§ **What the task requires**
From the text on deploying Prometheus on Kubernetes, extract the passage that begins with "Finally, the Kube" and runs up to and including "memory, and network.".
Start of Given text
There are three ways to deploy the Prometheus monitoring stack on the Kubernetes cluster.

Configure YAML files: One option is to create all configuration YAML files ourselves with ordered execution—however, this requires a great deal of effort and proper guidance.
Use Prometheus Operator: We can also use Prometheus Operator, which will act as an orchestration layer on top of Prometheus components and manage and deploy on the Kubernetes cluster.
Use Helm Charts: The most efficient way is to use a Helm Chart to deploy the operator. Here, Helm will do the initial setup, and the operator will manage the lifecycle of the Prometheus components.

We’ll focus on the third option, using Helm Charts maintained by the Helm community for our deployment.

Let's add the below repository URL to get the latest kube-prometheus-stack Helm Chart from the Prometheus community:

# helm repo add prometheus-community https://prometheus-community.github.io/helm-charts 

# helm repo update

Next, install the kube-prometheus-stack charts through the Helm install command:

# helm install prometheus prometheus-community/kube-prometheus-stack

We’ve now created all the Prometheus and Grafana components for polling, storing, and visualizing the key performance indicators of microservices.

For a quick view of the Prometheus and Grafana components using the Helm charts, use the kubectl get all command to get a high-level view of all components:

Fig. 2: Deployment status from our lab instance

We have two StatefulSets in the deployment for running the Prometheus server and Alertmanager. We also have deployments for Grafana, Prometheus Operator, and Kube state metrics. Here, the Operator effectively manages the Prometheus monitoring instances in an automated way. It also creates the fundamental components of Prometheus like Alertmanager and the Prometheus server.

Finally, the Kube state metrics are the internal Helm Charts that scrape Kubernetes components inside the cluster and make them available for Prometheus. Here, the pods are created through deployments and StatefulSets. Additionally, there are a bunch of microservices that the Prometheus components have within the pods to allow for the smooth functioning of services.

DaemonSet is a vital component that runs on every worker node in the Kubernetes cluster. In the above deployment status, the node-exporter DaemonSet will connect to the server and translate the worker node metrics into Prometheus metrics like CPU load, memory, and network.

The pod replicas are determined through the ReplicaSets, while Kubernetes Secrets allow us to store the pieces of highly sensitive data for Grafana, Prometheus, and the Operator, like certificates, passwords, and tokens.

ConfigMaps provide the configuration for monitoring the components of the worker node and cluster:

Fig. 3: Deployment configuration

We can also view the configuration of the Prometheus server using the following command, as it delves deeper into the image-level constructs:

Fig. 4: Configuration of Prometheus server

Next, we will get the list of pods mapped with the Prometheus Alertmanager using the kubectl get pod command:

tools@sandbox1:~$ kubectl get statefulset 
NAME                                                   READY
AGE
alertmanager-prometheus-kube-prometheus-alertmanager   1/1     5d
prometheus-prometheus-kube-prometheus-prometheus   	1/1     5d

tools@sandbox1:~$ kubectl get pod alertmanager-prometheus-kube-prometheus-alertmanager-0
NAME                                                     READY 
STATUS	RESTARTS     AGE
alertmanager-prometheus-kube-prometheus-alertmanager-0   2/2
Running   2 (4d ago)   5d

Now let’s log in to the Alertmanager pod to configure and manage the alert rules:

tools@sandbox1:~$ kubectl exec -n default alertmanager-prometheus-kube-prometheus-alertmanager-0 -it -- /bin/sh

/alertmanager $ ls /etc/alertmanager/config/
Alertmanager.yaml

Fig. 5: Prometheus Alertmanager configuration file

Here, the route block represents where the alerts have to be routed. The receiver option indicates the recipient of the alerts, while inhibits _rules will silence the service alerts if the same circumstances have already caused another alert to be fired. Alertmanager can be further integrated with tools like PagerDuty or webhooks. The sample Alertmanager configuration is shown above.
End of Given text
Start of Extracted entries
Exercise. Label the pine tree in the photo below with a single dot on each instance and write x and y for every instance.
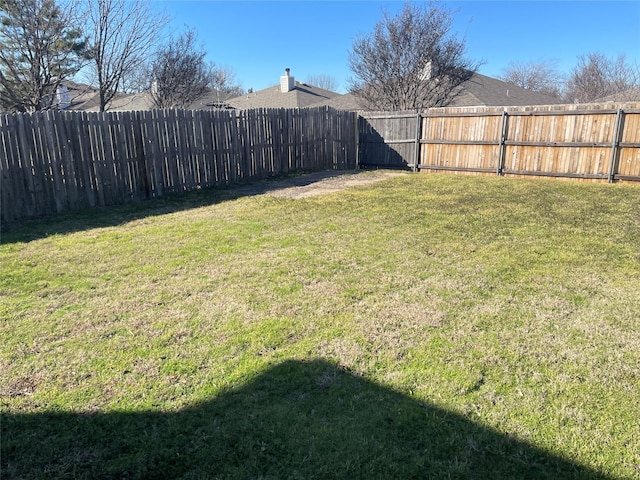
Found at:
(39, 49)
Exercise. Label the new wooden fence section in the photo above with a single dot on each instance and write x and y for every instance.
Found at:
(582, 142)
(53, 162)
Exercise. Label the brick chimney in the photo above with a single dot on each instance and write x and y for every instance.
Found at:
(287, 82)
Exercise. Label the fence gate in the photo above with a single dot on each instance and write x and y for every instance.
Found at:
(389, 140)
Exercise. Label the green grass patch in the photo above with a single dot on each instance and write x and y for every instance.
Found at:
(426, 326)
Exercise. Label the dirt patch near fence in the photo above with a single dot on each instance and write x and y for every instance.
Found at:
(317, 183)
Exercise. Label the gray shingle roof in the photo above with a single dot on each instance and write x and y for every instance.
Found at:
(481, 90)
(302, 95)
(632, 95)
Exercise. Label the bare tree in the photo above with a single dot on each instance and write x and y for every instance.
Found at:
(597, 76)
(178, 73)
(223, 82)
(541, 76)
(410, 61)
(324, 81)
(121, 35)
(40, 47)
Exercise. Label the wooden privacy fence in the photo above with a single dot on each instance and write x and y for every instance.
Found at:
(54, 161)
(558, 141)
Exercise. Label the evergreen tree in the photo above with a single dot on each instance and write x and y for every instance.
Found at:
(39, 49)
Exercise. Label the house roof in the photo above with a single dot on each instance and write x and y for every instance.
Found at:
(478, 91)
(481, 90)
(302, 95)
(347, 101)
(632, 95)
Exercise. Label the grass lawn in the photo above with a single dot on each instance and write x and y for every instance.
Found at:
(426, 326)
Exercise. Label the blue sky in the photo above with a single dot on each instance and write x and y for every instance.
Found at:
(259, 39)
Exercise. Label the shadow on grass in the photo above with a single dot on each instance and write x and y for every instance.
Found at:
(295, 420)
(33, 229)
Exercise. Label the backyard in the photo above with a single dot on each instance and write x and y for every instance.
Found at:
(420, 326)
End of Extracted entries
§ **Response below**
Finally, the Kube state metrics are the internal Helm Charts that scrape Kubernetes components inside the cluster and make them available for Prometheus. Here, the pods are created through deployments and StatefulSets. Additionally, there are a bunch of microservices that the Prometheus components have within the pods to allow for the smooth functioning of services.

DaemonSet is a vital component that runs on every worker node in the Kubernetes cluster. In the above deployment status, the node-exporter DaemonSet will connect to the server and translate the worker node metrics into Prometheus metrics like CPU load, memory, and network.